課題 1 | 本文のあとに並ぶ行すべてで「even-odd」を「nonzero」に書き換え、ほかは変えずに示せ。画像は答えに含めないこと。

本文 |
===============

コラム

アンセルム・セロス – シャンパン・ボーイズの原点

コルトンの丘

シャンパン生産者としてのジャック・セロス社について日本語で最初に書かれた記事はおそらく、私が1990年代後半に集英社のマンガのコラムに書いたもののようです。そのコラムは「『アンファン・テリーブル』(恐るべき子供)とは、フランスの伝統的なワイン生産者が、突然現われた若く革新的な生産者を蔑むときに使う言葉で、プイイ・フュメのディディエ・ダギュノーやサンテミリオンのジャン=リュック・テュヌヴァンらが代表的な例だが、シャンパーニュではアンセルム・セロスがこれにあたる」という文章に始まり、「そのシャンパンには強烈なオークの香りと樽熟成に由来する酸化のニュアンスがみつかり、伝統的な生産者からは『シャンパーニュらしさがない』と非難されているが、米国のジャーナリストの間では『スパークリング・コルトン・シャルルマーニュ』と賞賛されている」で終わります。この文章を輸入業者がそのままカタログに掲載したようで、ワインショップのサイト等でいまだに広く使われていることに驚きます。
 

レコルタン・マニピュラン

 私が東京で大学生活を送っていた1980年代、日本に輸入されていたシャンパンのほとんどはモエ・エ・シャンドンやポメリーといったネゴシアン・マニピュラン(NM)物で、ブドウ栽培から醸造までを一貫して行うレコルタン・マニピュラン(RM)は、中小のワイン輸入業者が扱っていたポール・バラなど2~3銘柄しかありませんでした。当時、RMの生産するシャンパンは総じて質が劣り、こうした輸入業者は主要なネゴシアンが取引をしてくれないので、やむなくRMやコーペラティヴ・ド・マニピュラシオン(CM=協同組合)のワインを扱っているような状況でした。シャンパンの売上低迷により、収穫するブドウの一部または全部をネゴシアンが購入してくれなくなった年に、栽培農家がやむなく自分たちで醸造したというのが、当時のRM産シャンパンの実態でした。

===============

使用データ |
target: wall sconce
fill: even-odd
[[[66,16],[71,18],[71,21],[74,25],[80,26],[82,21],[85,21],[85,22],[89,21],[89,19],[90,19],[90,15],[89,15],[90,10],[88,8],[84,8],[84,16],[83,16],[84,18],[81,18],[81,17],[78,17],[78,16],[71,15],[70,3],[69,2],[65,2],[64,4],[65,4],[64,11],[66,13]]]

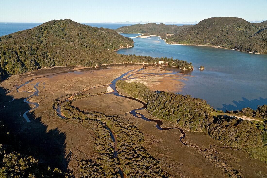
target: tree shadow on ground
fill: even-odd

===============

課題 2 | 本文によると、1980年代に中小のワイン輸入業者が扱っていたレコルタン・マニピュランの銘柄として名前が挙がっているのは何か。

正解 1 |
target: wall sconce
fill: nonzero
[[[66,16],[71,18],[71,21],[74,25],[80,26],[82,21],[85,21],[85,22],[89,21],[89,19],[90,19],[90,15],[89,15],[90,10],[88,8],[84,8],[84,16],[83,16],[84,18],[81,18],[81,17],[78,17],[78,16],[71,15],[70,3],[69,2],[65,2],[64,4],[65,4],[64,11],[66,13]]]

target: tree shadow on ground
fill: nonzero

正解 2 | ポール・バラ